◆ To do ◆
In the entries below, which lines run from the one containing "query: central air conditioning unit" to the one containing "query: metal fence post"? Copy exactly those lines, ends included, and no others.

◆ Dataset content ◆
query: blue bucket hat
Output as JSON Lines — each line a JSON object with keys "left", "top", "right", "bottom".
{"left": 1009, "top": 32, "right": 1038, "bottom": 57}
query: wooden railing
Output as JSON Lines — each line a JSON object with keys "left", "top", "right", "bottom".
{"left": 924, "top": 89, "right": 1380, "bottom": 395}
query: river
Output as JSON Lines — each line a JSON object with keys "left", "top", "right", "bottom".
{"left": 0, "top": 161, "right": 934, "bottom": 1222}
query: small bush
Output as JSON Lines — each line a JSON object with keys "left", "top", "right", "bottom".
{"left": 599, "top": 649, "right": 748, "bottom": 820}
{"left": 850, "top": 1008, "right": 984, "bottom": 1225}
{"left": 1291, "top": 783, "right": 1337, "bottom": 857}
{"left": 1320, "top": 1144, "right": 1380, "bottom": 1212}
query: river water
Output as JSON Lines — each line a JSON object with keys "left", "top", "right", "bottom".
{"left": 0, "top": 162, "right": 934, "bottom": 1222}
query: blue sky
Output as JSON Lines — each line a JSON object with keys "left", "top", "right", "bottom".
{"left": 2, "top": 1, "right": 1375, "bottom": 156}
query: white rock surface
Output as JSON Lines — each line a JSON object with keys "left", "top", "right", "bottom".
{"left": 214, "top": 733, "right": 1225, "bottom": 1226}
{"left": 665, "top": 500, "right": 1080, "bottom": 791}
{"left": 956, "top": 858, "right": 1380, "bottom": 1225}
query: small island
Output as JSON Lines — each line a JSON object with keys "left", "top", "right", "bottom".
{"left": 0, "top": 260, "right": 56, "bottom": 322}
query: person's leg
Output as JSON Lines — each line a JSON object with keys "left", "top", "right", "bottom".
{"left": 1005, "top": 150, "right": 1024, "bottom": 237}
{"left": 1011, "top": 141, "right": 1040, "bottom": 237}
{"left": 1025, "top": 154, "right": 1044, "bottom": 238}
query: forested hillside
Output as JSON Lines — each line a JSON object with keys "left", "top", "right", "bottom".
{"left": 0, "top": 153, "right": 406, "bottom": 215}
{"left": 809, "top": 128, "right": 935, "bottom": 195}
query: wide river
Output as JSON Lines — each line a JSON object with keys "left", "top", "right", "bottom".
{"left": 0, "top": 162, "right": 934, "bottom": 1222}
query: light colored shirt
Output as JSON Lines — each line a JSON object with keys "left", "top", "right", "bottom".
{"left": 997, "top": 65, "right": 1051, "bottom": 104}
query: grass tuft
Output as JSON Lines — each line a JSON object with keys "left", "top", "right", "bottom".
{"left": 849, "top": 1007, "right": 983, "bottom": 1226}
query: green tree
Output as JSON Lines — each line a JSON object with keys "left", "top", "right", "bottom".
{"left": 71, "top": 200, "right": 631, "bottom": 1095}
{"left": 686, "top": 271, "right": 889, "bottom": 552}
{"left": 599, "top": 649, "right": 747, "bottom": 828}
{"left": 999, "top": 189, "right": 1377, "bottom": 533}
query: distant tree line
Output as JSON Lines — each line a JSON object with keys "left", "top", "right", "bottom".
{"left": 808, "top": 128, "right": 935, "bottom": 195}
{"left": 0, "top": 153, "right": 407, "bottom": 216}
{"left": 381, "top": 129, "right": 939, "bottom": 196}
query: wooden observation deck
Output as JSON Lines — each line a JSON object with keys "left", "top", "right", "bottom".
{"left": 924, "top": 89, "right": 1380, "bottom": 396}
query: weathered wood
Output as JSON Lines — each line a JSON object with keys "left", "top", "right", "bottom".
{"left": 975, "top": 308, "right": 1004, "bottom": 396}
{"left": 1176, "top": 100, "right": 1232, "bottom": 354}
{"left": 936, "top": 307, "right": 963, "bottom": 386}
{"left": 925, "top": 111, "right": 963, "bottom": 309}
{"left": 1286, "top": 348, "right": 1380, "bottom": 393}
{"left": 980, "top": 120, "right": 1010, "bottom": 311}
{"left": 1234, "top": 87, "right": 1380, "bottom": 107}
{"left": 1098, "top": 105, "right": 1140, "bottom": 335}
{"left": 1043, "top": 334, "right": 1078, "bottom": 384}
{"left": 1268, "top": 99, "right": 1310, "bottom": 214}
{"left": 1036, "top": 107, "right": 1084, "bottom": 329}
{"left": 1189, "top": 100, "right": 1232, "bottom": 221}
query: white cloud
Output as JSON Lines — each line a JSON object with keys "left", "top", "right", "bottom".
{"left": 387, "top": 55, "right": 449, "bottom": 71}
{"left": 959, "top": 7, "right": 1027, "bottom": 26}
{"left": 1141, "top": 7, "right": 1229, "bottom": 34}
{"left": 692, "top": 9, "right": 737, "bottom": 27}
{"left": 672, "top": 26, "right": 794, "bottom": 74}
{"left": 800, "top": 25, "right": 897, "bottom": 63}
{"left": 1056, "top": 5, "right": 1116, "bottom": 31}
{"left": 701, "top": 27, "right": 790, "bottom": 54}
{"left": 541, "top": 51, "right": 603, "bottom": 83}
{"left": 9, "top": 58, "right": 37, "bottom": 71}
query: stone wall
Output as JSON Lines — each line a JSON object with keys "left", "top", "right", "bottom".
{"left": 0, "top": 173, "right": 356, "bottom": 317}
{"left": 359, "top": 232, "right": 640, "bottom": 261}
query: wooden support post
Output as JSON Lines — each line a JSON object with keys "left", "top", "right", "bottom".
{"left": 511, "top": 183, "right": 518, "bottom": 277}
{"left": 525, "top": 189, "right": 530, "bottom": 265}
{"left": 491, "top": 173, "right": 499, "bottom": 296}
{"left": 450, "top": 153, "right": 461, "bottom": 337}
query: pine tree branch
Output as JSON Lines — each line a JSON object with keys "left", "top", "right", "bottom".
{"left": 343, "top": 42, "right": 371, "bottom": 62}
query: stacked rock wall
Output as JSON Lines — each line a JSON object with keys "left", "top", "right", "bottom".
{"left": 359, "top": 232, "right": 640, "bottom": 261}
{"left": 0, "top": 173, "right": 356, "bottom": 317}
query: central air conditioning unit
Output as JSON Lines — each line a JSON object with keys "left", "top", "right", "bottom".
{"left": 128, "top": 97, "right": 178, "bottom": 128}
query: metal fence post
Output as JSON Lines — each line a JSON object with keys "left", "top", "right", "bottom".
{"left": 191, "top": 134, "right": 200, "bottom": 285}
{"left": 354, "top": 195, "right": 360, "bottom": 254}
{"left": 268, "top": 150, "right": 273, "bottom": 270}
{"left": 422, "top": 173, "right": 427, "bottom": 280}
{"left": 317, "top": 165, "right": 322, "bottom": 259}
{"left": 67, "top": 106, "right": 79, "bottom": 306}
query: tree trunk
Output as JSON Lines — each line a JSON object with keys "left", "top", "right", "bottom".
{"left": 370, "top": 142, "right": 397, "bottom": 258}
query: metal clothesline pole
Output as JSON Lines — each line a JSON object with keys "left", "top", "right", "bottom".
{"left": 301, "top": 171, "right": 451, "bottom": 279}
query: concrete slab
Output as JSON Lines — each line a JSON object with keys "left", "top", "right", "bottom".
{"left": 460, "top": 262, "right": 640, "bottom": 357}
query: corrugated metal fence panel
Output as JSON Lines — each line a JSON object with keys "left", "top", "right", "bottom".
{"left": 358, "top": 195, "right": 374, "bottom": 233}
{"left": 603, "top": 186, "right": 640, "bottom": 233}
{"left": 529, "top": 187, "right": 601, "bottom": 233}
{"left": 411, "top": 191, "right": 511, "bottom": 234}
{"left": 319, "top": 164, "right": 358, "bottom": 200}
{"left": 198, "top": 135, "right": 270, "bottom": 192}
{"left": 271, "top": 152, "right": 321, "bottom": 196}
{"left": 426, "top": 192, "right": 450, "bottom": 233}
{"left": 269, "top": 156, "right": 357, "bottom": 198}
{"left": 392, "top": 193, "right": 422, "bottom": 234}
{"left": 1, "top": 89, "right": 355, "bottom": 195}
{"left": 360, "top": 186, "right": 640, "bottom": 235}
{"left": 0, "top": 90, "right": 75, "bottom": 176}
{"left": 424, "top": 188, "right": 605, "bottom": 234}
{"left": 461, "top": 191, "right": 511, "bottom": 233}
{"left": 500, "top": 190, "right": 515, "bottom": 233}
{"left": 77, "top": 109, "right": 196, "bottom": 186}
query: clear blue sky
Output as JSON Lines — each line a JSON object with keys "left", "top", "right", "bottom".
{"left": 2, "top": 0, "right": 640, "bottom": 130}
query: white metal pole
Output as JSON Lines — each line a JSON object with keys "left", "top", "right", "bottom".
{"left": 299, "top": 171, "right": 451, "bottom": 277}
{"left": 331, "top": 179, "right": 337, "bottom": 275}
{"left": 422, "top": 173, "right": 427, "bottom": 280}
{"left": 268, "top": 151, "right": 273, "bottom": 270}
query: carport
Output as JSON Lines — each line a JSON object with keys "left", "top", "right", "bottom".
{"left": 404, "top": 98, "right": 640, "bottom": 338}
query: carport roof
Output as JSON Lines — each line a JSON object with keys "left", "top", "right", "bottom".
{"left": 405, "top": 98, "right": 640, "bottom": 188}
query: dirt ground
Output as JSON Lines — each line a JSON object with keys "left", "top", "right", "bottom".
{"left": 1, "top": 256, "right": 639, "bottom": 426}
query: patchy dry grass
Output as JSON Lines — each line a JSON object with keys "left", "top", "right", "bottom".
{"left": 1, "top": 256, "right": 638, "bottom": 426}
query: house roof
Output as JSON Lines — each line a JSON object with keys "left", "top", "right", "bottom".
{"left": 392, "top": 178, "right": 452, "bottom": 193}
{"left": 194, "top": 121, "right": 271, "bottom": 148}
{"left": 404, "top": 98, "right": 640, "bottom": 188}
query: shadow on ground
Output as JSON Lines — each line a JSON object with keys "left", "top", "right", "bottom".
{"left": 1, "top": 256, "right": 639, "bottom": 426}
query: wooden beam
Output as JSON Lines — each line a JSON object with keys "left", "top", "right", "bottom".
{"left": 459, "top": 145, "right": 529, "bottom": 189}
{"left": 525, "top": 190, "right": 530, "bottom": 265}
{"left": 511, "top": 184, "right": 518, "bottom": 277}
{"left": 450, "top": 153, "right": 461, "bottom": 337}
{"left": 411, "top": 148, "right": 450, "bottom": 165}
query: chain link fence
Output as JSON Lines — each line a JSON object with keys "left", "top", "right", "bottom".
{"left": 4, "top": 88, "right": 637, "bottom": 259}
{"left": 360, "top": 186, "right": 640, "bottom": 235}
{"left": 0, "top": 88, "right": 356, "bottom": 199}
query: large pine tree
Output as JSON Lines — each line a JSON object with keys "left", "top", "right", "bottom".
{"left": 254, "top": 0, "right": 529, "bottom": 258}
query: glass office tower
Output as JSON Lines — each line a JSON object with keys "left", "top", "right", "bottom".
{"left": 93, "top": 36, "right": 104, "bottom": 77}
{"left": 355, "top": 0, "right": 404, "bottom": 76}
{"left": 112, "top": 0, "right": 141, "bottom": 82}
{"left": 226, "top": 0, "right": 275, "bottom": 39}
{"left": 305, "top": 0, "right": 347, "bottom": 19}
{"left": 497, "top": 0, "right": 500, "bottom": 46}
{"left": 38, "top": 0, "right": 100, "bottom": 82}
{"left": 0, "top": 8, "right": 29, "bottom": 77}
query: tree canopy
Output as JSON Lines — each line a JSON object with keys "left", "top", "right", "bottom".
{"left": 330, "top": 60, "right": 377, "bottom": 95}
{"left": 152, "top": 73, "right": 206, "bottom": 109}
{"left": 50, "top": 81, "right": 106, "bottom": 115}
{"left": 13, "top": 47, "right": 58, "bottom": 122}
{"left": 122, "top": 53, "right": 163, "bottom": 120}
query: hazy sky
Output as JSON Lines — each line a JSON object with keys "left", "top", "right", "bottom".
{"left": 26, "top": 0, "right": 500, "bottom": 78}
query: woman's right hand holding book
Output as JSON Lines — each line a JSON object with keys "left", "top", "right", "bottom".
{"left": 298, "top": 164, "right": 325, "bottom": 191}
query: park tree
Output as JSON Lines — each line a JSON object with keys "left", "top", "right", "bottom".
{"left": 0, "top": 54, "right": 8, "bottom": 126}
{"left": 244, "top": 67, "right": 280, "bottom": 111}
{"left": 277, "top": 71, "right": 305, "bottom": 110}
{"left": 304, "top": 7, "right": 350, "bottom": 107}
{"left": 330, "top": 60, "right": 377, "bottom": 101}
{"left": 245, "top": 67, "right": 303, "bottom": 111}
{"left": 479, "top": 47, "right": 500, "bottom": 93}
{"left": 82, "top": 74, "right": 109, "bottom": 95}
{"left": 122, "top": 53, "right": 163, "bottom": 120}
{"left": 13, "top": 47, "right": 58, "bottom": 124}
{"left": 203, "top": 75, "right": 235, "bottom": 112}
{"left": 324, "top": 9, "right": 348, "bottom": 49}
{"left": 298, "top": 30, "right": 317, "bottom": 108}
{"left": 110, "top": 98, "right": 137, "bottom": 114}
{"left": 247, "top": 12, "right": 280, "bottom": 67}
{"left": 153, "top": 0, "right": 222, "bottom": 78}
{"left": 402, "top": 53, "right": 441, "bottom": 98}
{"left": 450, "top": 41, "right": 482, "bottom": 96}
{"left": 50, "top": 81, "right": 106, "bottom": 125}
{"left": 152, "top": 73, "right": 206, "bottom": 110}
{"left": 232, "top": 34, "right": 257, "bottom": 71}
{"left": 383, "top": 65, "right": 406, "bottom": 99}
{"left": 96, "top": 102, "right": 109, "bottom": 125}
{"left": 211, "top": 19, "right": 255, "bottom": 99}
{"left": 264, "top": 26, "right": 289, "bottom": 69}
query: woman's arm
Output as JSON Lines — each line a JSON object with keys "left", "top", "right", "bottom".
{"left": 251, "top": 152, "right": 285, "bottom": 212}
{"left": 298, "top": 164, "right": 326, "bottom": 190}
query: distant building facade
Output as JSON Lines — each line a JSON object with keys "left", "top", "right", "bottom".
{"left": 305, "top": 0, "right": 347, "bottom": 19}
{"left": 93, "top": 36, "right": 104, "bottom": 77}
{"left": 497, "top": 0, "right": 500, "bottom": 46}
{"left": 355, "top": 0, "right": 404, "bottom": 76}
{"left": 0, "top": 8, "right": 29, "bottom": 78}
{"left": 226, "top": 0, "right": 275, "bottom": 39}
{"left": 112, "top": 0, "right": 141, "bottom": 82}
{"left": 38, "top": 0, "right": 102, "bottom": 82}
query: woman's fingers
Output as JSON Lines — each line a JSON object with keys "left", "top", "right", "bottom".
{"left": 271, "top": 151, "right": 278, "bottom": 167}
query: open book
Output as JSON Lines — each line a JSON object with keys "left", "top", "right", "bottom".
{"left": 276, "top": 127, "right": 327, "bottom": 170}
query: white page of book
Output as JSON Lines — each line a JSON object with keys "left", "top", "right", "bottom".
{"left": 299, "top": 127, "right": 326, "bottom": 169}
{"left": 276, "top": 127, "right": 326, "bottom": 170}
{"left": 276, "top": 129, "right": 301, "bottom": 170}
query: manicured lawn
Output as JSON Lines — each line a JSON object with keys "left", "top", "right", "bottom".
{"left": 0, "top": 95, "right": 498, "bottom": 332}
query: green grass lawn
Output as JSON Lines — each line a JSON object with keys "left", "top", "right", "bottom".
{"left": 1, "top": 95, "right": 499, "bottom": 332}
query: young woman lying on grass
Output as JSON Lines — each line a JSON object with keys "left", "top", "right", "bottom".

◆ Solution to this problem ◆
query: central air conditioning unit
Output as JSON Lines — each line a JSON object with keys "left", "top", "right", "bottom".
{"left": 128, "top": 97, "right": 178, "bottom": 128}
query: metal fence post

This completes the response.